-- start of PASSAGE TO READ --

However, a few weeks later, after she has left, another, younger, woman arrives, and this time he moves with her into a house he has rented nearby, the Portuguese sisters’ chalet. It is immediately assumed the new woman is his mistress:

“And frankly he’s not doing right by her; he’s not very gentlemanly, he shouldn’t have taken her to the hotel where everybody saw him living with the other woman.”

Of course, the story’s conclusion reveals that their suppositions have not been entirely accurate, but this twist is almost incidental. Onetti’s primary concern is the basketball player as observed from outside, not only by the narrator but by the nurse, the maid at the hotel, and the two women. Much of the story is told as the narrator sees it, but he also imagines a number of scenes, interpreting events as a writer would. Onetti gives the impression he distrusts his own craft, placing distance between himself and his characters to suggest we can only know so much for certain.

The same process occurs in A Grave with No Name, the narrator being only tangentially attached to the story, though pursuing the ‘truth’ with greater intent. The story opens with Jorge Malabia, the son of a rich family, organising the burial of a poor woman. Even more bizarrely he follows the funeral carriage with a goat:

“Lame, slavering down its beard, one leg in a splint, the goat had reached the cemetery gate; it was rubbing its nose against the short grass in the ditch but not managing to eat. The Malabias’ lad kept his arms crossed, didn’t let go of the rope, put up with the pulling…”

The narrator determines to discover who the woman is and why Malabia is burying her. The story is told in conversations with Malabia and other characters, but also in chapters composed by the narrator – as he says ate one point, “I started guessing things and wrote them down.” The woman, Rita, is a family servant whom Malabia comes across in more difficult times. But Onetti makes us question whether the woman he buried was Rita or not. Malabia tells him:

“It wasn’t Rita… She was a relative, a cousin… Another woman and practically another story.”

-- end of PASSAGE TO READ --
-- start of PROVIDED DATA --

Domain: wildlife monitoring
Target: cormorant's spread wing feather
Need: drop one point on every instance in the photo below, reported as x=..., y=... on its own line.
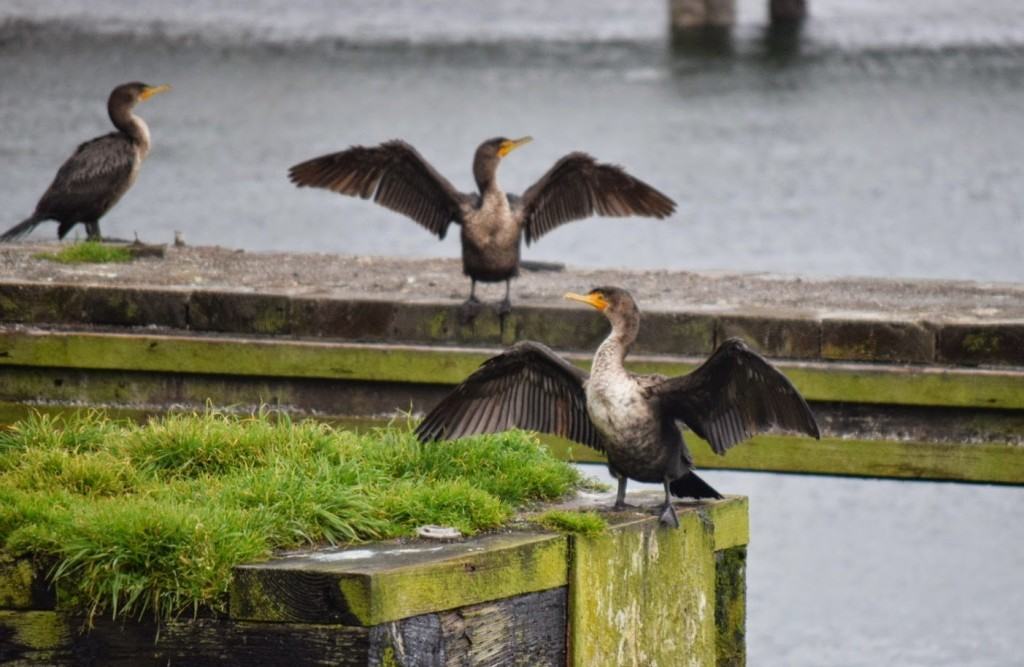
x=527, y=386
x=578, y=186
x=732, y=395
x=100, y=168
x=394, y=174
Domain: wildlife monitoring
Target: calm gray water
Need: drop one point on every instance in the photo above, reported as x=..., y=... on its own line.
x=887, y=140
x=888, y=143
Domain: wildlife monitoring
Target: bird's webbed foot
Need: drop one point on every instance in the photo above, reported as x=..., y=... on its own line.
x=669, y=516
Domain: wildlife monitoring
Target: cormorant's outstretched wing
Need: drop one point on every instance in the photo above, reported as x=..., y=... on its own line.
x=578, y=186
x=394, y=174
x=527, y=386
x=732, y=395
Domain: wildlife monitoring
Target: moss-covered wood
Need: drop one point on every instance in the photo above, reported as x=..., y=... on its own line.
x=386, y=582
x=412, y=364
x=527, y=630
x=730, y=607
x=636, y=594
x=643, y=595
x=58, y=639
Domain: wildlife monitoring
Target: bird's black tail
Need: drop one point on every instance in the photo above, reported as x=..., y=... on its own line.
x=690, y=486
x=22, y=228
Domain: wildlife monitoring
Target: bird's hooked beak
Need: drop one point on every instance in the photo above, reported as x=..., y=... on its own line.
x=594, y=299
x=509, y=146
x=150, y=91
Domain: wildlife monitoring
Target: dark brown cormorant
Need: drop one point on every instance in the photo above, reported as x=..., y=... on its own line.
x=632, y=418
x=99, y=172
x=493, y=222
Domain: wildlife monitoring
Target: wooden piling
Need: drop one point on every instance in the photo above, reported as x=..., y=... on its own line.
x=637, y=594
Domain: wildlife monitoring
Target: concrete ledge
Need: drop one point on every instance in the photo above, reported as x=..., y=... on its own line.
x=419, y=364
x=416, y=301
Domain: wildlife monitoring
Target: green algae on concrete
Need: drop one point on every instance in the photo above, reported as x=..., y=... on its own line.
x=35, y=634
x=415, y=364
x=643, y=595
x=386, y=582
x=87, y=252
x=730, y=607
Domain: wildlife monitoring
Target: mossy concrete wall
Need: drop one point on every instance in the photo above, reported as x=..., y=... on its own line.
x=914, y=379
x=637, y=594
x=879, y=419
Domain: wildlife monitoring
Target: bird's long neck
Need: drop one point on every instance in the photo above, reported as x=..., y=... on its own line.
x=130, y=124
x=486, y=180
x=610, y=356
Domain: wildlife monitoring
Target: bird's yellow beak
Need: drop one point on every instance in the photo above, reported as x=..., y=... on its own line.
x=509, y=146
x=595, y=299
x=150, y=91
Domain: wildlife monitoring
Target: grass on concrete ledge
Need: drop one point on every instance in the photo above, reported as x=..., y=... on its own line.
x=87, y=252
x=151, y=518
x=574, y=523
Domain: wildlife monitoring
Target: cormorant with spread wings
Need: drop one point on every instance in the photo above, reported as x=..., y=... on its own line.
x=734, y=394
x=395, y=175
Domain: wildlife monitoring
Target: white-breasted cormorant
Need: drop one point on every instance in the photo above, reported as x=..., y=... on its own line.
x=493, y=222
x=734, y=394
x=99, y=172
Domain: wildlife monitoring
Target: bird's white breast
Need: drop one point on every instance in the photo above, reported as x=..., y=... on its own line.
x=617, y=408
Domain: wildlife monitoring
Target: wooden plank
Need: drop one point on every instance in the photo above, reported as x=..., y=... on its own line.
x=383, y=582
x=56, y=638
x=730, y=607
x=24, y=587
x=873, y=383
x=642, y=594
x=522, y=630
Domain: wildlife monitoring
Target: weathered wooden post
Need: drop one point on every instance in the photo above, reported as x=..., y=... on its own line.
x=786, y=11
x=637, y=594
x=701, y=13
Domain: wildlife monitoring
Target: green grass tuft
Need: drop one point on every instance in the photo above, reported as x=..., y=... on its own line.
x=92, y=252
x=150, y=518
x=576, y=523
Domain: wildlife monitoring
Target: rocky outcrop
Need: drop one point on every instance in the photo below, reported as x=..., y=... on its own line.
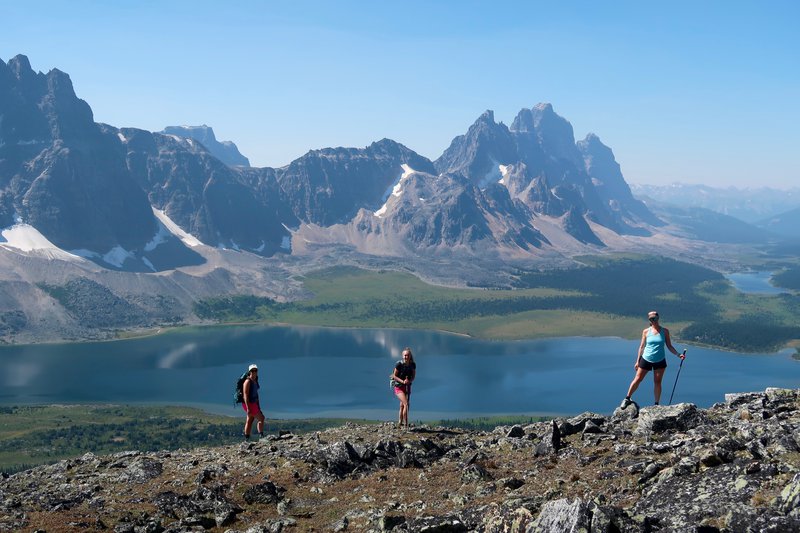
x=733, y=467
x=225, y=151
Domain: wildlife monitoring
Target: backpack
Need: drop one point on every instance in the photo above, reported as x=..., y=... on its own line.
x=238, y=393
x=392, y=382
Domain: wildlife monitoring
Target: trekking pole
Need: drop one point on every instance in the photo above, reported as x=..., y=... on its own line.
x=676, y=377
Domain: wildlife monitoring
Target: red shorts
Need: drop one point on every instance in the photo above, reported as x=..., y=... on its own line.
x=255, y=409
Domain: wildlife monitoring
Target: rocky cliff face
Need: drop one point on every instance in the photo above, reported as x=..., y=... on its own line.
x=59, y=171
x=541, y=165
x=92, y=187
x=225, y=151
x=733, y=467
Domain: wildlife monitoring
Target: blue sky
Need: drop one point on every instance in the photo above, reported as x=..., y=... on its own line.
x=693, y=92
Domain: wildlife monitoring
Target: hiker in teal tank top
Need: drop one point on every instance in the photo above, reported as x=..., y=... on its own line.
x=651, y=356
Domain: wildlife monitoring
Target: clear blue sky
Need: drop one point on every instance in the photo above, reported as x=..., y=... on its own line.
x=695, y=92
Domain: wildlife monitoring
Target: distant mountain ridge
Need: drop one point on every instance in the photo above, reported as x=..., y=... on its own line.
x=151, y=222
x=225, y=151
x=102, y=189
x=752, y=205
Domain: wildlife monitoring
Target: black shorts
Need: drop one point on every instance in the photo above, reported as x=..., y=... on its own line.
x=647, y=365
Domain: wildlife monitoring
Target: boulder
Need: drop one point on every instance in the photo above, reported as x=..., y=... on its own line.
x=661, y=418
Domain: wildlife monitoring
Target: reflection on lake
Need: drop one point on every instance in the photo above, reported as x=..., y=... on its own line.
x=754, y=282
x=308, y=371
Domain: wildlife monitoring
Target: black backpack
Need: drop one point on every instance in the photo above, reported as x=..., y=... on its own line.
x=392, y=382
x=238, y=394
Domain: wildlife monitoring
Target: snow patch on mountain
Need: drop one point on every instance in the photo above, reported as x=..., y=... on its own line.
x=504, y=173
x=395, y=190
x=494, y=175
x=26, y=238
x=176, y=230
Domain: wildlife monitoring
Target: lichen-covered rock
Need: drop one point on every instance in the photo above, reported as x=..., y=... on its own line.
x=563, y=516
x=675, y=468
x=660, y=418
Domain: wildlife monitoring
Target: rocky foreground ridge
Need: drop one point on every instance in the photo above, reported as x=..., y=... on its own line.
x=732, y=467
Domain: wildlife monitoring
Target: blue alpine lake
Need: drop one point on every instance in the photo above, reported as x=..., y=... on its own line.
x=308, y=371
x=754, y=282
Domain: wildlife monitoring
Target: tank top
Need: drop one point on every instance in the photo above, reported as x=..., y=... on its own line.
x=252, y=397
x=654, y=346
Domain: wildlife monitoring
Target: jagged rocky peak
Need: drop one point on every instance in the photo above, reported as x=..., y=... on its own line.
x=20, y=66
x=330, y=185
x=225, y=151
x=478, y=154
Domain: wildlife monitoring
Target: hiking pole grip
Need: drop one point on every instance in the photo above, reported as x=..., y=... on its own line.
x=683, y=355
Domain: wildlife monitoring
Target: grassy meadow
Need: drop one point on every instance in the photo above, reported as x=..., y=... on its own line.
x=609, y=296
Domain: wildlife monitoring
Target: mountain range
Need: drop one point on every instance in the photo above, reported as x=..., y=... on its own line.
x=81, y=199
x=112, y=194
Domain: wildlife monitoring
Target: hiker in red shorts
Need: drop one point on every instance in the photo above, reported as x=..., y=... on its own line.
x=250, y=403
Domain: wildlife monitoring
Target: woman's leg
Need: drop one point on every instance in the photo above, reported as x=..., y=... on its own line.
x=658, y=374
x=403, y=415
x=640, y=374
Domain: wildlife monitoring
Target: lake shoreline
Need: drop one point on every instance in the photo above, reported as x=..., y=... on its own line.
x=133, y=334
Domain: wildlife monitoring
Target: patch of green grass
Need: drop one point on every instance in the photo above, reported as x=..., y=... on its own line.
x=607, y=296
x=34, y=435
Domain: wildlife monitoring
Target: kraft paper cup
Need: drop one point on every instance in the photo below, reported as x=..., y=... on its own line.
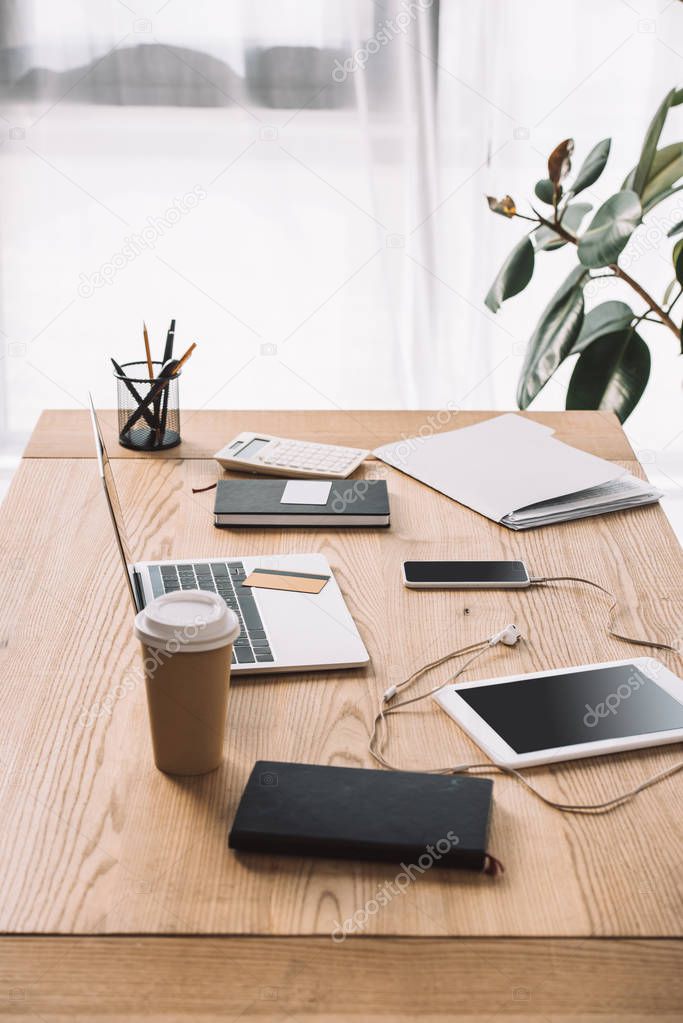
x=186, y=638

-- end of PROVIDED DATA --

ACTIONS TO TAKE -
1. Arrange the entries from their first line up to and including the line with "x=669, y=516" as a Markdown table with the columns Row and Entry line, skipping blank lines and leaving out the pictures.
2. Pick up the essay on Onetti's stories after its last sentence and continue it.
The text and the entries have nothing to do with each other.

RESULTS OF THE TASKS -
1.
| Row | Entry line |
|---|---|
| 1 | Domain: wildlife monitoring |
| 2 | Target: cormorant's spread wing feather |
| 3 | Need: drop one point on every instance in the photo below, reported as x=..., y=... on its own line. |
| 4 | x=527, y=386 |
| 5 | x=578, y=186 |
| 6 | x=732, y=395 |
| 7 | x=100, y=168 |
| 8 | x=394, y=174 |
| 9 | Domain: wildlife monitoring |
| 10 | Target: calm gray water |
| 11 | Need: drop one point on every instance in the photo above, reported as x=..., y=... on its own line. |
| 12 | x=887, y=140 |
| 13 | x=888, y=143 |
| 14 | Domain: wildlife monitoring |
| 15 | Target: bird's webbed foot |
| 16 | Need: drop one point on every instance in the photo above, reported as x=..., y=... on its own line. |
| 17 | x=669, y=516 |

2.
Onetti seems to be teasing us with the unattainable nature of truth, placing even this fact just beyond our reach. The narrator’s final comments sum up Onetti’s approach:

“And this is more or less all I had left after the holidays. Nothing really; hopeless confusion, a narrative without a possible conclusion, full of doubtful meanings, belied by the very elements that I had to give it shape. I had personal knowledge only of the last chapter, the hot afternoon in the cemetery. I didn’t know the significance of what I’d seen, I was repelled by finding out and being sure.”

Having read No Man’s Land last year, it is clear Onetti is a difficult but rewarding writer; it is such a pity he is now entirely out of print.

No Man’s Land

July 4, 2016

no mans land

Uruguayan novelist Juan Carlos Onetti is probably the least known of the great Latin American writers of the twentieth century. Mario Vargas Llosa credited him with writing the first modern Latin American novel, a sentiment echoed by Carlos Fuentes who said, on the same topic of modernity:

“That civilization, far from providing happiness or a sense of identity or the discovery of common values, was a new alienation, a more profound fragmentation, a more troublesome loneliness. No one came to see this better or sooner than the great Uruguayan novelist, Juan Carlos Onetti.”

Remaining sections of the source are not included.